* Belge Metni:
■ ■ ■ ■

Nefret Söylemi Yasaları ve Hapis Cezaları
Nefret söylemi (hate speech) kavramı, hükümetlerin muhalefeti susturmak için kullandığı muğlak bir araca dönüşmüştür. Armstrong bu durumu, kanıt olmadan insanları düşünceleri nedeniyle cezalandırmaya benzemektedir:
“Sanki ‘seni hapse atıyorum çünkü eşini öldürmek istediğini biliyorum’ demek gibi. Yapmadın ama ben istediğini biliyorum. Geldiğimiz nokta, düşünce suçlarıdır (thought crimes)”.
Kanada’da bile nefret söylemi için maksimum ceza ömür boyu hapistir ve bir şey yapmak zorunda değilsiniz, sadece bir şey söylemiş olmanız yeterlidir.

■ ■ ■ ■

[Saklanan kayıtlar]
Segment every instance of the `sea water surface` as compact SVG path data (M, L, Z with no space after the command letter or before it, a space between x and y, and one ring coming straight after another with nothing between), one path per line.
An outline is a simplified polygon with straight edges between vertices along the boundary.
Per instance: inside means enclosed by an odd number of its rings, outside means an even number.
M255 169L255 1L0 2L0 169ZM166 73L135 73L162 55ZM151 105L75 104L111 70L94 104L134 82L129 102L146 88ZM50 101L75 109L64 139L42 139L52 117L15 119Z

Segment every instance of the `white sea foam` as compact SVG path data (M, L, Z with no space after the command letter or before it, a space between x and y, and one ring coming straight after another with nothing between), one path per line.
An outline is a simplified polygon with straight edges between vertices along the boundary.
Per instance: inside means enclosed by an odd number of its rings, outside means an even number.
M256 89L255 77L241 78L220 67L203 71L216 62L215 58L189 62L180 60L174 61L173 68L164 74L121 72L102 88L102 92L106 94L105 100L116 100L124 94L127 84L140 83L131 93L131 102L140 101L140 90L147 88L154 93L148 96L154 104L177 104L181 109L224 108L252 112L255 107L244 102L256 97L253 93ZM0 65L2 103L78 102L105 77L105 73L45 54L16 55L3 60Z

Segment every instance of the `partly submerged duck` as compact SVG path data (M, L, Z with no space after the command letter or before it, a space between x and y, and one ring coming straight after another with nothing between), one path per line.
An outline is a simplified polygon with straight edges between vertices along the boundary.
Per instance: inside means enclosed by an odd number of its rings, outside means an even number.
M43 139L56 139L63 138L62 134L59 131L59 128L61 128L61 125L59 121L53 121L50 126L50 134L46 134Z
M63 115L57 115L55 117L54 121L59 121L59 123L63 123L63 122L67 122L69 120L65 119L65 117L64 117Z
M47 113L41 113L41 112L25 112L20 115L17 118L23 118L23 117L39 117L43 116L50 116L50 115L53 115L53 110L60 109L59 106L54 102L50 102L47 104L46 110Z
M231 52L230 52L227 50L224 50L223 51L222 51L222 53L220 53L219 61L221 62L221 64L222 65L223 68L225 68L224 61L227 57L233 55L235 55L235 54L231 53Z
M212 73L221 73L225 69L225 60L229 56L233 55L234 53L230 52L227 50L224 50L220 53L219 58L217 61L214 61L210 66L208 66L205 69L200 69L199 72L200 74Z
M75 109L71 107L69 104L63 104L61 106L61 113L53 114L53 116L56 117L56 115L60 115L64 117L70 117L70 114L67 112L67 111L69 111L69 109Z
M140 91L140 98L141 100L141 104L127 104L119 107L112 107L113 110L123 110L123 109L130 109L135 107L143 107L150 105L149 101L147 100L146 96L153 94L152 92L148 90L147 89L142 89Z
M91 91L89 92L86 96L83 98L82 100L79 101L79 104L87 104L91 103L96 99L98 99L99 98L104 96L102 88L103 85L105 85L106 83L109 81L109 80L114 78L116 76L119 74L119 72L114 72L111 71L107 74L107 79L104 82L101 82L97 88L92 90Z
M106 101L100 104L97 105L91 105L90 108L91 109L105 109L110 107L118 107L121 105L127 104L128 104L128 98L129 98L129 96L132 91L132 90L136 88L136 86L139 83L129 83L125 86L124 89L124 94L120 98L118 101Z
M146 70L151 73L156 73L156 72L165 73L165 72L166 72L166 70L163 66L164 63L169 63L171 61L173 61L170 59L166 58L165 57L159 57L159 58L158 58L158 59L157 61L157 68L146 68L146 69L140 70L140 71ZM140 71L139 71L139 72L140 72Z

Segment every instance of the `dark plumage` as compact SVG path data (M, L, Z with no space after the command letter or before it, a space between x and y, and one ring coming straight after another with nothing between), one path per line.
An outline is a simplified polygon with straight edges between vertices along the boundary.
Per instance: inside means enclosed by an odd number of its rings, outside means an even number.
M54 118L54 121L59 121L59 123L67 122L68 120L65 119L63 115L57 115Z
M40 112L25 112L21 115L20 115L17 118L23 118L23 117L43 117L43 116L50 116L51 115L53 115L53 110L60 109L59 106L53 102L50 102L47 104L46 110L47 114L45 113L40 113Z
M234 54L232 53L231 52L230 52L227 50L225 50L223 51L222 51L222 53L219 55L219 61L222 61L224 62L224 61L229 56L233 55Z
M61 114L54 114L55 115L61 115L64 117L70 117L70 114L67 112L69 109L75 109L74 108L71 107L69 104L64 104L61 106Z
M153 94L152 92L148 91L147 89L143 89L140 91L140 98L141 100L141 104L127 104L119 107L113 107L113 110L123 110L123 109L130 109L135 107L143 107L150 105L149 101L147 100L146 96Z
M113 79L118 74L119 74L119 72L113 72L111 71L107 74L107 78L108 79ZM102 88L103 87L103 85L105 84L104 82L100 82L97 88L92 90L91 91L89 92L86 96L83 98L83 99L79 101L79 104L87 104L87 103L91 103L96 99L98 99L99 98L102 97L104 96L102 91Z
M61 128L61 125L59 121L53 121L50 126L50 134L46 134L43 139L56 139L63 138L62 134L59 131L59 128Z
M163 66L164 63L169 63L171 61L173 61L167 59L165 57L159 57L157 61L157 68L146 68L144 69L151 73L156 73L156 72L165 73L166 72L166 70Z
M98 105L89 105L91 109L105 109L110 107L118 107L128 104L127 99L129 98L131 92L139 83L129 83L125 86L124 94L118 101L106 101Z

■ ■ ■ ■

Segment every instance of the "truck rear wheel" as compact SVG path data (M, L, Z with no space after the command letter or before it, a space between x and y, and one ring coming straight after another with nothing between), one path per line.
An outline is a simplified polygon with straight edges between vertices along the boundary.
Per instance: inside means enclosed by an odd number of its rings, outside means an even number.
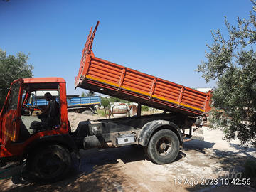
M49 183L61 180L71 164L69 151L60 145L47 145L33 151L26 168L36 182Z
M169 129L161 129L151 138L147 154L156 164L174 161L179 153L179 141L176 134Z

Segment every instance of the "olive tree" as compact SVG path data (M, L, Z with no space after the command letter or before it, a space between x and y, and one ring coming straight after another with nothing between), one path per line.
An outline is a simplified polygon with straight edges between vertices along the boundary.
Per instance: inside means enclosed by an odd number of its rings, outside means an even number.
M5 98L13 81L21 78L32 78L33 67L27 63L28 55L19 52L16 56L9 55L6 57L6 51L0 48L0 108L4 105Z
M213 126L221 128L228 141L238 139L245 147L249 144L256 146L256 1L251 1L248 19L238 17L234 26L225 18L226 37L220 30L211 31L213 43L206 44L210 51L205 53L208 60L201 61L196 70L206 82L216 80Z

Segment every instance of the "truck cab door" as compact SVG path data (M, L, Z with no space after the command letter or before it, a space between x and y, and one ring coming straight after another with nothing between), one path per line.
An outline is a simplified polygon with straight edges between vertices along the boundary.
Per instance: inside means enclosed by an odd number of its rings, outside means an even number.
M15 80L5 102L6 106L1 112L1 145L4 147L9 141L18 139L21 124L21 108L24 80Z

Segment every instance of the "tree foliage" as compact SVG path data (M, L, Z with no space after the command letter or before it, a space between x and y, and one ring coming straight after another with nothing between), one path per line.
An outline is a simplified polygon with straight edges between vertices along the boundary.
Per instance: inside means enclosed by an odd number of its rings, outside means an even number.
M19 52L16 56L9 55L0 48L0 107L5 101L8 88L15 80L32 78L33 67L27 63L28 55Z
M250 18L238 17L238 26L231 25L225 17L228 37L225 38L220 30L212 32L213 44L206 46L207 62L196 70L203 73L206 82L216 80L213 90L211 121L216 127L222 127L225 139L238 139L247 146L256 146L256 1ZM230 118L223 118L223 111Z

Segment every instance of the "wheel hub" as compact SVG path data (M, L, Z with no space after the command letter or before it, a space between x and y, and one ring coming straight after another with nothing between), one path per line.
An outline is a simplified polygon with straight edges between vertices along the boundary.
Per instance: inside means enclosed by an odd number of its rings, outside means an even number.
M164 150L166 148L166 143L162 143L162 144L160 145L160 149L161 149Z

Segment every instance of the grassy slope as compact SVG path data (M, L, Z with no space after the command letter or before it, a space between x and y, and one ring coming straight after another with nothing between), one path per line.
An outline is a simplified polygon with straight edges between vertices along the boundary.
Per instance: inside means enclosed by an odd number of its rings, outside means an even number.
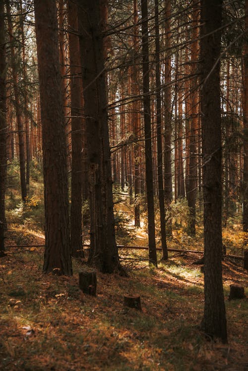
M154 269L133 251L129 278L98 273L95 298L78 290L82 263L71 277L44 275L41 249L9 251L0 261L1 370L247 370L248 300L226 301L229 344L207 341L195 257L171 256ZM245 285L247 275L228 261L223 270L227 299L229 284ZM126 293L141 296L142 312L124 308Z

■ ■ ■ ■

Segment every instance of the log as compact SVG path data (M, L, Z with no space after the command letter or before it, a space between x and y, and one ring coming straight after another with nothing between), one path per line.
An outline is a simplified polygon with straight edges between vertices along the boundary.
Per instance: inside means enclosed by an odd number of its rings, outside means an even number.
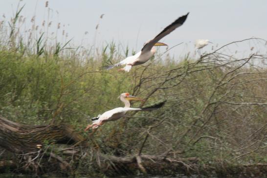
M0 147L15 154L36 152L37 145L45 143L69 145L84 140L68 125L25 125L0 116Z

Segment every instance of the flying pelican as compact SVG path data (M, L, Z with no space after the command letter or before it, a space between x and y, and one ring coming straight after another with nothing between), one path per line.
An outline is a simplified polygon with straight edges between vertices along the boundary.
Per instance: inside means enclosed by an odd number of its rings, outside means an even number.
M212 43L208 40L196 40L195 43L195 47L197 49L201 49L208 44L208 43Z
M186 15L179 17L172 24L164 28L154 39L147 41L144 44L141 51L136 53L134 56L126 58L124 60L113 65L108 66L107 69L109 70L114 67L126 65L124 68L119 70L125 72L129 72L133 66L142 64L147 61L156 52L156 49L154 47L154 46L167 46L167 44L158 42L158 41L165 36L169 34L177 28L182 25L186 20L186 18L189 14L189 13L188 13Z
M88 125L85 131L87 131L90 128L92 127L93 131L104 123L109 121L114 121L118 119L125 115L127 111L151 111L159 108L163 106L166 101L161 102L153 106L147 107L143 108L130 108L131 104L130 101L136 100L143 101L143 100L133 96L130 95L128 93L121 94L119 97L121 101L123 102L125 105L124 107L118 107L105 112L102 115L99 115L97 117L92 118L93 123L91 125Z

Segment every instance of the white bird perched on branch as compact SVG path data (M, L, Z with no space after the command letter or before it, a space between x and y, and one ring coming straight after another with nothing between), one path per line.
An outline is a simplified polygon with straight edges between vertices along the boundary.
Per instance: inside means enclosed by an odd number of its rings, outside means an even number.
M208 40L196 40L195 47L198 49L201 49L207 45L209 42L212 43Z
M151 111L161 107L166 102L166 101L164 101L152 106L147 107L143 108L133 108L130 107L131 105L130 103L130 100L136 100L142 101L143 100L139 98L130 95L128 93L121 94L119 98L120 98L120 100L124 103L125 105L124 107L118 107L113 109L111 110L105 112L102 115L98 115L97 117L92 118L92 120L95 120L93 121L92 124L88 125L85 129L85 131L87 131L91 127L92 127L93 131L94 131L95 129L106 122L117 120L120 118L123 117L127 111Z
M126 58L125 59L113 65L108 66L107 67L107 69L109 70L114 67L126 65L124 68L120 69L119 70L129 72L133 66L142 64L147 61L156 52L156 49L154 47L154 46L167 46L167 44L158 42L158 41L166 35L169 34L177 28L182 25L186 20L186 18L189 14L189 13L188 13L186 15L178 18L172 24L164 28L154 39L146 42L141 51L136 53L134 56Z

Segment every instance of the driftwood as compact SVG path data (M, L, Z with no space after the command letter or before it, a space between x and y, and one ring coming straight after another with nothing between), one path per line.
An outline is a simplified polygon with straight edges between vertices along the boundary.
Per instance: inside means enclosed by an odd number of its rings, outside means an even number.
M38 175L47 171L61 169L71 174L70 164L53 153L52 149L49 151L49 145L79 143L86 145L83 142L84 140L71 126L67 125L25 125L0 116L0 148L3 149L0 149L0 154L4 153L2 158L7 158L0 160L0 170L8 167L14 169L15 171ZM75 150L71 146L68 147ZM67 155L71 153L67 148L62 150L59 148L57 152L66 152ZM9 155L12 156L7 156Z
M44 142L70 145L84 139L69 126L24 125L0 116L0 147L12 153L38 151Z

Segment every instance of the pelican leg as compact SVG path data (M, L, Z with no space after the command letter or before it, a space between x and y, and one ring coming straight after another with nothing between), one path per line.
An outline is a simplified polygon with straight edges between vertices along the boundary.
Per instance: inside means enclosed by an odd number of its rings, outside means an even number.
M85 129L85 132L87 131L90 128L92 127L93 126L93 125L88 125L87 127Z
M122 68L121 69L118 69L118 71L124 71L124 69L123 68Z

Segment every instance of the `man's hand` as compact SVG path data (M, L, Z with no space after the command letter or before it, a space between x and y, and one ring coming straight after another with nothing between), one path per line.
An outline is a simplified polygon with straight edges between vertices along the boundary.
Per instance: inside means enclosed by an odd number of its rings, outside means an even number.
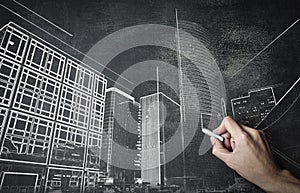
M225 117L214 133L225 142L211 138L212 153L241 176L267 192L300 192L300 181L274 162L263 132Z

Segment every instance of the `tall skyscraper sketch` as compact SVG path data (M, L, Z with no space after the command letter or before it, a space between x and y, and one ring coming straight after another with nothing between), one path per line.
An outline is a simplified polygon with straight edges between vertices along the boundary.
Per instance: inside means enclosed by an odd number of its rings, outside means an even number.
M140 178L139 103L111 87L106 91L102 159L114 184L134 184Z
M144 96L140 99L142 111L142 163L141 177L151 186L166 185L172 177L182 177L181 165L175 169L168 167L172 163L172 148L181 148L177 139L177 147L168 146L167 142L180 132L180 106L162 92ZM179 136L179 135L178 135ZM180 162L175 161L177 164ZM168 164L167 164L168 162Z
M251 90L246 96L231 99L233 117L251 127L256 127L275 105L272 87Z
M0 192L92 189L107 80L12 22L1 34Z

■ ■ ■ ■

* İş Kalemi:
Nefret söylemi yasaları ve hapis cezaları üzerine olan metni son cümlesinden sonra sürdürün.

* Görev Sonucu:
Dijital Kimlik ve Tam Gözetim Tehlikesi
Bu otoriterleşme eğilimi, teknolojik gözetimle birleşiyor. İngiltere’nin telefonlara zorunlu dijital kimlikler (digital ID) yerleştirme planları, her kelimenin ve hareketin gözetlenebileceği bir tam gözetim (surveillance) sisteminin önünü açmaktadır.
Armstrong, aldıgı hukuk eğitimine dayanarak mahkemede asla şaka yapılmaması gerektiğini hatırlatır; çünkü sarkazm veya şaka, kayıt altına alındığında ciddiye alınabilir. Dijital kimlik çağında, yanlış anlaşılan bir espri veya sosyal medya yorumu bile, bireyi 22 ay hapse sürükleyebilecek bir ‘suç’ olarak kaydedilebilir. Bu, hukukun üstünlüğünün tamamen ortadan kalktığı bir ortamdır.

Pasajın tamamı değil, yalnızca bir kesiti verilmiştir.